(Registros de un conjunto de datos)
• • •

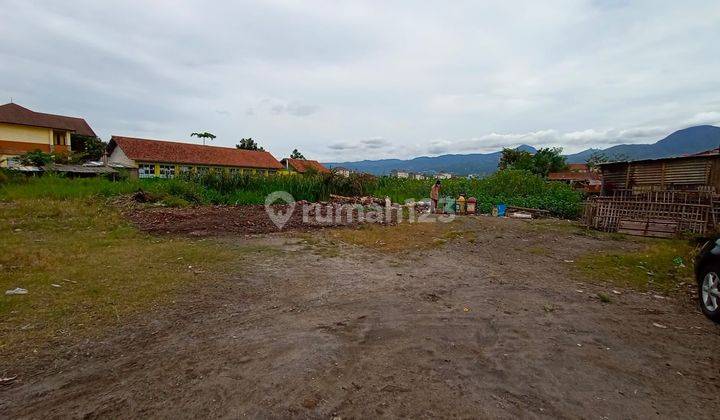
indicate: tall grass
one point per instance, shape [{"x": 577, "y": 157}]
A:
[{"x": 511, "y": 187}]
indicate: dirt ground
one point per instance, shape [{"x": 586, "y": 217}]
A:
[{"x": 310, "y": 326}]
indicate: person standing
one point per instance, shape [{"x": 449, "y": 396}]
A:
[{"x": 434, "y": 195}]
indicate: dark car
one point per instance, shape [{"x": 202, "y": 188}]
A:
[{"x": 707, "y": 273}]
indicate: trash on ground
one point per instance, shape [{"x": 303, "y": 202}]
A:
[
  {"x": 7, "y": 380},
  {"x": 520, "y": 215},
  {"x": 16, "y": 291}
]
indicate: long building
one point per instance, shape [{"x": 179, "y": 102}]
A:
[{"x": 164, "y": 159}]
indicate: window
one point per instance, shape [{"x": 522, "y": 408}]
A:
[
  {"x": 59, "y": 138},
  {"x": 146, "y": 170},
  {"x": 167, "y": 171}
]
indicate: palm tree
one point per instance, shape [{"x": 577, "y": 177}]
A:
[{"x": 204, "y": 135}]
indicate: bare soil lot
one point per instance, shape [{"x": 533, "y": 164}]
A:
[{"x": 477, "y": 318}]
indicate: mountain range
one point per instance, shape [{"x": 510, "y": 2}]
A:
[{"x": 682, "y": 142}]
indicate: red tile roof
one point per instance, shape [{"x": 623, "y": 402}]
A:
[
  {"x": 162, "y": 151},
  {"x": 303, "y": 165},
  {"x": 15, "y": 114}
]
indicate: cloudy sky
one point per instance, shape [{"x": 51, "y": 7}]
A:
[{"x": 348, "y": 80}]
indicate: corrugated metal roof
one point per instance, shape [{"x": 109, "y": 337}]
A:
[{"x": 15, "y": 114}]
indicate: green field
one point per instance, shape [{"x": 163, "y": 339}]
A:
[{"x": 510, "y": 187}]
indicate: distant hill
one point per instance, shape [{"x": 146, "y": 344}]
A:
[{"x": 682, "y": 142}]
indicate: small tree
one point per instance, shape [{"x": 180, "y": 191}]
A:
[
  {"x": 248, "y": 144},
  {"x": 514, "y": 158},
  {"x": 548, "y": 160},
  {"x": 204, "y": 135},
  {"x": 544, "y": 161},
  {"x": 595, "y": 159},
  {"x": 35, "y": 158},
  {"x": 87, "y": 147}
]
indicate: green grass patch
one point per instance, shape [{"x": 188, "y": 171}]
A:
[
  {"x": 512, "y": 187},
  {"x": 85, "y": 267},
  {"x": 661, "y": 265}
]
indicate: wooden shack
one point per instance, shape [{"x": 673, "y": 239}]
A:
[
  {"x": 695, "y": 172},
  {"x": 658, "y": 197}
]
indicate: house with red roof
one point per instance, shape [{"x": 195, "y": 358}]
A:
[
  {"x": 23, "y": 130},
  {"x": 149, "y": 158},
  {"x": 302, "y": 166}
]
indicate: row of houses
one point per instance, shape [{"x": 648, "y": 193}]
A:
[
  {"x": 398, "y": 173},
  {"x": 23, "y": 130}
]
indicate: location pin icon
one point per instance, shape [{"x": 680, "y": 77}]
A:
[{"x": 278, "y": 217}]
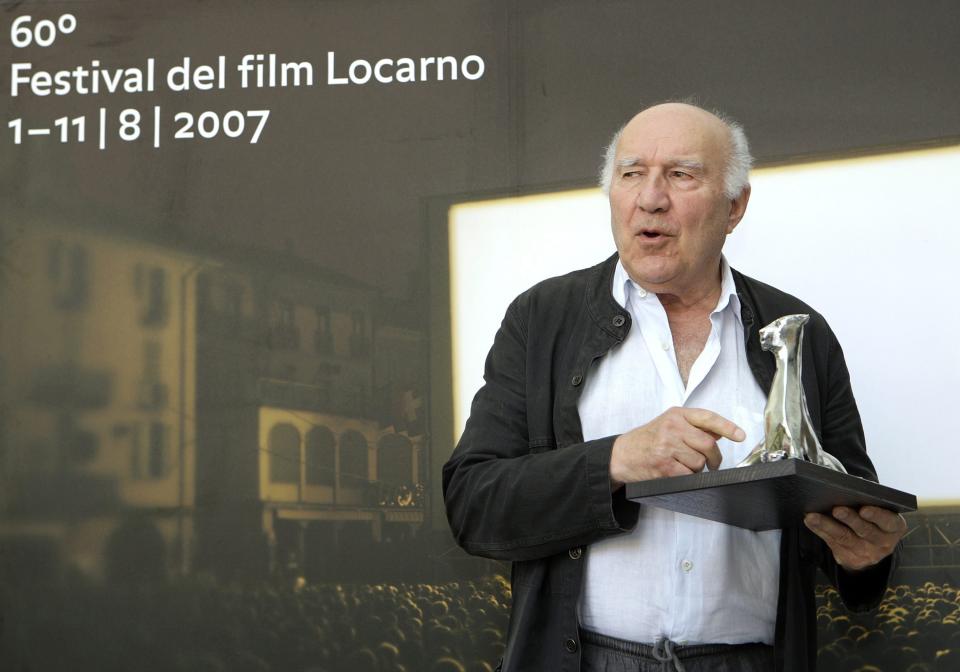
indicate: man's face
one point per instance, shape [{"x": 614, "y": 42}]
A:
[{"x": 668, "y": 210}]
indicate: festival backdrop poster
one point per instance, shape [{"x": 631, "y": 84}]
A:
[{"x": 226, "y": 389}]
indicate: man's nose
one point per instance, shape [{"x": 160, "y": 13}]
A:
[{"x": 652, "y": 196}]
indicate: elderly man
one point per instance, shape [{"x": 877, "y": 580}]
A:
[{"x": 644, "y": 366}]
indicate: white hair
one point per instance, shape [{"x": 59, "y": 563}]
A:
[{"x": 736, "y": 174}]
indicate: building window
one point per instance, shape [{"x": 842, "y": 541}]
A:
[
  {"x": 323, "y": 336},
  {"x": 153, "y": 394},
  {"x": 395, "y": 460},
  {"x": 359, "y": 339},
  {"x": 321, "y": 456},
  {"x": 150, "y": 284},
  {"x": 285, "y": 335},
  {"x": 151, "y": 451},
  {"x": 284, "y": 446},
  {"x": 68, "y": 270},
  {"x": 354, "y": 460}
]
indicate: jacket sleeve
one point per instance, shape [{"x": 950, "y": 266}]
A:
[
  {"x": 843, "y": 437},
  {"x": 508, "y": 497}
]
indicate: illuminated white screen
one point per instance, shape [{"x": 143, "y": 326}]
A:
[{"x": 872, "y": 243}]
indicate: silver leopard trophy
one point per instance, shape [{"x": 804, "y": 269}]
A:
[{"x": 788, "y": 431}]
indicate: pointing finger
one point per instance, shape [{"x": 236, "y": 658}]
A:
[{"x": 713, "y": 423}]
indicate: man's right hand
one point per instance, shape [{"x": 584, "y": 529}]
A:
[{"x": 680, "y": 441}]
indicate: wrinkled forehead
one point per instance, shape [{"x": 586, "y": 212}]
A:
[{"x": 677, "y": 132}]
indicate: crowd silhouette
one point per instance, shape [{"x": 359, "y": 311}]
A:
[
  {"x": 915, "y": 629},
  {"x": 197, "y": 624}
]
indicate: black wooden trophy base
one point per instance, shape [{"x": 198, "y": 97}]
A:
[{"x": 766, "y": 496}]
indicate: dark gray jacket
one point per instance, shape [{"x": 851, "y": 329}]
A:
[{"x": 523, "y": 485}]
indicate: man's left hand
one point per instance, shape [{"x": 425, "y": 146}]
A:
[{"x": 858, "y": 539}]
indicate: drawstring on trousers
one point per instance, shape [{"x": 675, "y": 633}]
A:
[{"x": 667, "y": 655}]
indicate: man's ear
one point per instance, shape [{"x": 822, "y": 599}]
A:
[{"x": 738, "y": 206}]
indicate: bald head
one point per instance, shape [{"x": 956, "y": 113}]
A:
[{"x": 710, "y": 130}]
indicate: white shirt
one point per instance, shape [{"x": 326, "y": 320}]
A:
[{"x": 685, "y": 578}]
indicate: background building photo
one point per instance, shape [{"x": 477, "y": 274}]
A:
[{"x": 232, "y": 370}]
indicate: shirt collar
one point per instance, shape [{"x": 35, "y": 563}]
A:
[{"x": 624, "y": 287}]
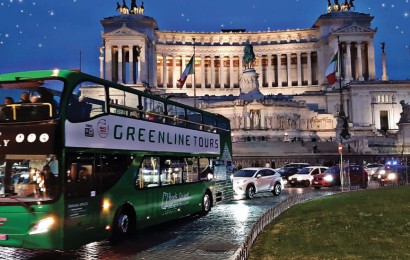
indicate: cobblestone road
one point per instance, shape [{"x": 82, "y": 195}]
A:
[{"x": 215, "y": 236}]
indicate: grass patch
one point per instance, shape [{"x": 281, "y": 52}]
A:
[{"x": 368, "y": 224}]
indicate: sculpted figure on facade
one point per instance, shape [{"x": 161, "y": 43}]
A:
[
  {"x": 237, "y": 121},
  {"x": 405, "y": 114},
  {"x": 248, "y": 55}
]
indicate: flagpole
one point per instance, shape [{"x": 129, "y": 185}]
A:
[
  {"x": 193, "y": 64},
  {"x": 340, "y": 65}
]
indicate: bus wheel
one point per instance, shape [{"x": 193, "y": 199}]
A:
[
  {"x": 206, "y": 203},
  {"x": 124, "y": 225}
]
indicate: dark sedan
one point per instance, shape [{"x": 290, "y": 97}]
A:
[
  {"x": 331, "y": 177},
  {"x": 286, "y": 172}
]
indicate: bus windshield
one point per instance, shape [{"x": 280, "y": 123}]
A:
[
  {"x": 30, "y": 179},
  {"x": 30, "y": 100}
]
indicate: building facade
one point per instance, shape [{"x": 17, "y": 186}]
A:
[{"x": 299, "y": 102}]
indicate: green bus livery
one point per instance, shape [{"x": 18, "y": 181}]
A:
[{"x": 83, "y": 159}]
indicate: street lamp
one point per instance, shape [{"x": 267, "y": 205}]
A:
[{"x": 193, "y": 81}]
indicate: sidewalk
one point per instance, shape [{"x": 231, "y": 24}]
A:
[{"x": 225, "y": 232}]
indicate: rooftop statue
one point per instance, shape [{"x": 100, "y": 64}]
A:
[
  {"x": 248, "y": 55},
  {"x": 336, "y": 7},
  {"x": 133, "y": 10}
]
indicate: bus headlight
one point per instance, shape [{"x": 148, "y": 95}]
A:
[
  {"x": 328, "y": 178},
  {"x": 42, "y": 226}
]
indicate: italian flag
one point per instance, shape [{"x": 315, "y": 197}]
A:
[
  {"x": 332, "y": 69},
  {"x": 188, "y": 70}
]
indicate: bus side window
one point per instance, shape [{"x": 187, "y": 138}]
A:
[
  {"x": 82, "y": 107},
  {"x": 148, "y": 173}
]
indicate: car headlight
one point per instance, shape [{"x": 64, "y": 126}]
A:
[
  {"x": 391, "y": 176},
  {"x": 328, "y": 178},
  {"x": 42, "y": 226}
]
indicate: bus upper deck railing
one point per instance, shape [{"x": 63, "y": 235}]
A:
[{"x": 163, "y": 118}]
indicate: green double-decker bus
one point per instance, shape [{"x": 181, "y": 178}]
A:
[{"x": 83, "y": 159}]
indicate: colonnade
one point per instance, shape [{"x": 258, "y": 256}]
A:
[
  {"x": 126, "y": 64},
  {"x": 223, "y": 71}
]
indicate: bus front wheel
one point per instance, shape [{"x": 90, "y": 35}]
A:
[
  {"x": 124, "y": 225},
  {"x": 206, "y": 203}
]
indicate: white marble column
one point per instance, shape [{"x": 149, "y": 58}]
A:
[
  {"x": 164, "y": 70},
  {"x": 174, "y": 72},
  {"x": 309, "y": 68},
  {"x": 359, "y": 61},
  {"x": 108, "y": 62},
  {"x": 142, "y": 67},
  {"x": 183, "y": 65},
  {"x": 212, "y": 71},
  {"x": 348, "y": 61},
  {"x": 279, "y": 65},
  {"x": 371, "y": 62},
  {"x": 202, "y": 71},
  {"x": 120, "y": 64},
  {"x": 131, "y": 63},
  {"x": 240, "y": 70},
  {"x": 289, "y": 68},
  {"x": 259, "y": 70},
  {"x": 230, "y": 71},
  {"x": 222, "y": 72},
  {"x": 101, "y": 58},
  {"x": 299, "y": 68}
]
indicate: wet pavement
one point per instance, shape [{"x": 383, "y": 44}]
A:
[{"x": 218, "y": 235}]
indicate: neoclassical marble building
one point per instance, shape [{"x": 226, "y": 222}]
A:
[{"x": 298, "y": 101}]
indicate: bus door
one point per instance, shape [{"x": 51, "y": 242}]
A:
[{"x": 82, "y": 205}]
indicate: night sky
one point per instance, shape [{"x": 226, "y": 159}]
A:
[{"x": 66, "y": 34}]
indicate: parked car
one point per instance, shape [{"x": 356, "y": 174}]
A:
[
  {"x": 394, "y": 174},
  {"x": 249, "y": 181},
  {"x": 331, "y": 177},
  {"x": 286, "y": 172},
  {"x": 305, "y": 176},
  {"x": 297, "y": 165}
]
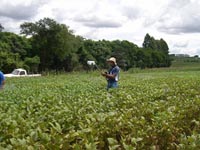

• • •

### DESCRIPCIÓN DEL PROBLEMA
Indica cuántas líneas de los ítems contienen la palabra "jacket", teniendo en cuenta mayúsculas y minúsculas. Responde solo con el número.

### RESULTADO DE LA TAREA
2